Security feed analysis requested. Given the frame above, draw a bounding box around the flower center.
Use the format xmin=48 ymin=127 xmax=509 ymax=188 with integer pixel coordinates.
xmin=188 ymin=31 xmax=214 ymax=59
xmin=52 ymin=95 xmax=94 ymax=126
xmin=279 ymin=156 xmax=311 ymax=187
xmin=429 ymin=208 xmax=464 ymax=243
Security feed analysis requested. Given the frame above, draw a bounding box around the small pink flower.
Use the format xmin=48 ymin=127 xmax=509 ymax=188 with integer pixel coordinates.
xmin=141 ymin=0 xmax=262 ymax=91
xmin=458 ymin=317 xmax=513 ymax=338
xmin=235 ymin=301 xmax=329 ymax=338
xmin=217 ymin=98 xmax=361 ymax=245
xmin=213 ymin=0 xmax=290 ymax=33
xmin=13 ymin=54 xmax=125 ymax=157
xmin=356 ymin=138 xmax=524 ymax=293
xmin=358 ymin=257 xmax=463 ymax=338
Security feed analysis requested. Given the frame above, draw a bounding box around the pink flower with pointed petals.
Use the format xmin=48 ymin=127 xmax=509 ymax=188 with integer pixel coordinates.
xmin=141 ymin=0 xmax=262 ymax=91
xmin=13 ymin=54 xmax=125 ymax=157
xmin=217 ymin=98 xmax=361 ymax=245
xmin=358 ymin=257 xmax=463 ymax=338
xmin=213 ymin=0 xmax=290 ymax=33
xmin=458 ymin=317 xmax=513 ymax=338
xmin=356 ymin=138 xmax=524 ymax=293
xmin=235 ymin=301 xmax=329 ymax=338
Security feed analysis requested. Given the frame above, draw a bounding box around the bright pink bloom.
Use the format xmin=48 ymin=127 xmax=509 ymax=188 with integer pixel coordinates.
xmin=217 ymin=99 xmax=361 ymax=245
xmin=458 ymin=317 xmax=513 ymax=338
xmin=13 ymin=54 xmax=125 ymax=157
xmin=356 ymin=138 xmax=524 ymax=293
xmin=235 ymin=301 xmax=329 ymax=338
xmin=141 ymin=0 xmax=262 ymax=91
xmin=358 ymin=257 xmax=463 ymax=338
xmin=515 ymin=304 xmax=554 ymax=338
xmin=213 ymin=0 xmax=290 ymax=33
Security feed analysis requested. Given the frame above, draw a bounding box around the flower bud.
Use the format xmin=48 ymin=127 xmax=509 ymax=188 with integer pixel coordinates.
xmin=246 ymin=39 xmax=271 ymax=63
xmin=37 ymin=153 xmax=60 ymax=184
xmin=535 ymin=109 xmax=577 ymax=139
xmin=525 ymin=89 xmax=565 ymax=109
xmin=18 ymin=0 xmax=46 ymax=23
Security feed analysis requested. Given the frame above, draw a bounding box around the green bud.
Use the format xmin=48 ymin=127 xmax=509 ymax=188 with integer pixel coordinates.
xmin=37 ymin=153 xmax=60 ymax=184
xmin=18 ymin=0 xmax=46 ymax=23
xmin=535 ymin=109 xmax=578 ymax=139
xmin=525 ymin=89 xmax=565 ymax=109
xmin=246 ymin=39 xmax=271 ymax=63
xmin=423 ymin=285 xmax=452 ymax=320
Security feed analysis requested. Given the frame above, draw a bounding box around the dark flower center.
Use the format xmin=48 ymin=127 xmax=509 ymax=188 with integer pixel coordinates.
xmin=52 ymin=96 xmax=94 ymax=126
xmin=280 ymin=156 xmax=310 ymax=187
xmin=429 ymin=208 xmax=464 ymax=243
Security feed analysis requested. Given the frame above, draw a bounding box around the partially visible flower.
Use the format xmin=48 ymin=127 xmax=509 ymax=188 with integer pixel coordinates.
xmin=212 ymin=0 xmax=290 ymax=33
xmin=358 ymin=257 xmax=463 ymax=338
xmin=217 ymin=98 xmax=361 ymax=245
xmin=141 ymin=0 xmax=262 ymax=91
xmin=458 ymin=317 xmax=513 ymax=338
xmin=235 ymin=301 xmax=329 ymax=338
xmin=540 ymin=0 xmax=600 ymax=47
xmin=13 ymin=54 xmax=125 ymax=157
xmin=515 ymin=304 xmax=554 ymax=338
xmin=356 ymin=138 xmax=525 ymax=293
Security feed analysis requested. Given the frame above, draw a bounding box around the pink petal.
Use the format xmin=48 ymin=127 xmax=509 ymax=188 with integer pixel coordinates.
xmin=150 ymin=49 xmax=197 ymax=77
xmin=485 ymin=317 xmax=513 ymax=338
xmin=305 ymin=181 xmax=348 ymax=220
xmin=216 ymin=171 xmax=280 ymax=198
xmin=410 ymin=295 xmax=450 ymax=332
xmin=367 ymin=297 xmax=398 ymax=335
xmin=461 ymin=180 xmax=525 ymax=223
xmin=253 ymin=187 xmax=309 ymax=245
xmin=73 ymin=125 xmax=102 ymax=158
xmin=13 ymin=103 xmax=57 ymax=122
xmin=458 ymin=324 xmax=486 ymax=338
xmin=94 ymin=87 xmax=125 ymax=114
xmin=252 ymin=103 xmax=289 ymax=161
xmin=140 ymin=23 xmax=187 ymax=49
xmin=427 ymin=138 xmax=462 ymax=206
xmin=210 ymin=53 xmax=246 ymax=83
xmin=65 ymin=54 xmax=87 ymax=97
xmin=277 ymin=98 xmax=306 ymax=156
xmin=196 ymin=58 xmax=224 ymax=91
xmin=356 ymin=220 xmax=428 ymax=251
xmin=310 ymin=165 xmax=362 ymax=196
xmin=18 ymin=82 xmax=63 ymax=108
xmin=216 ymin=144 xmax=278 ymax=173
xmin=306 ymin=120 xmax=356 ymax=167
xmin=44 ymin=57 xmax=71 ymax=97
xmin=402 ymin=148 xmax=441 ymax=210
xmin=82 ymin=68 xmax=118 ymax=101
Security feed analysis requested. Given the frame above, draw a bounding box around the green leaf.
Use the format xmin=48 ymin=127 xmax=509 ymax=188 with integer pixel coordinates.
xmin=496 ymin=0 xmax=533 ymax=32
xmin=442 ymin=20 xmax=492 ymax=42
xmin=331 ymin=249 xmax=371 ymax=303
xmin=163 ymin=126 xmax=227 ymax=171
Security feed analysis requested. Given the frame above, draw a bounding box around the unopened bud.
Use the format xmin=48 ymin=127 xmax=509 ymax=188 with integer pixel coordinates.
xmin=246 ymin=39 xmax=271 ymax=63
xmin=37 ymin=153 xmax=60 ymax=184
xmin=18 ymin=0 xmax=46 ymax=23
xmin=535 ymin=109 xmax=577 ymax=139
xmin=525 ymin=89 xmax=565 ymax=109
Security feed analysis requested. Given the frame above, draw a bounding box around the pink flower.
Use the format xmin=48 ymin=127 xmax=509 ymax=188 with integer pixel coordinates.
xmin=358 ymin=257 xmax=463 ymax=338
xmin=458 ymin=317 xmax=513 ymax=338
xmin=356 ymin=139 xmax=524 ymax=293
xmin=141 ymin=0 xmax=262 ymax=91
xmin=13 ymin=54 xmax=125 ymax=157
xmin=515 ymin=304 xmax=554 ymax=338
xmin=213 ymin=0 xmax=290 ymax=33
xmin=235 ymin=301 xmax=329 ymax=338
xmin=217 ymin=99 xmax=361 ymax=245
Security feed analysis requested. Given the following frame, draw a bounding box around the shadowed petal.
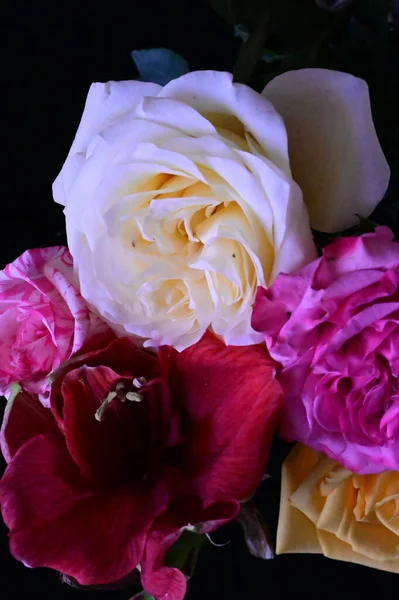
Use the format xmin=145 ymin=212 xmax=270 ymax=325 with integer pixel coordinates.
□ □ □
Exercise description - Collect every line of the items above that contains the word "pink" and copy each one in full. Case counts.

Expected output -
Security feed analysis requested. Given the frame above, draw a bounding box around the small pink flower.
Security feed analysis requested. Given the frame above, draw a bounding box around the pink flower with pointed petals.
Security feed analysis requested. Given the frame above, draw a bounding box around the bright pink bloom.
Security feed analysis requested. Given the frame above, draw a bounding box around the pink petal.
Security feed analysis requested. Given the frame above, draw a bounding box around the pink flower.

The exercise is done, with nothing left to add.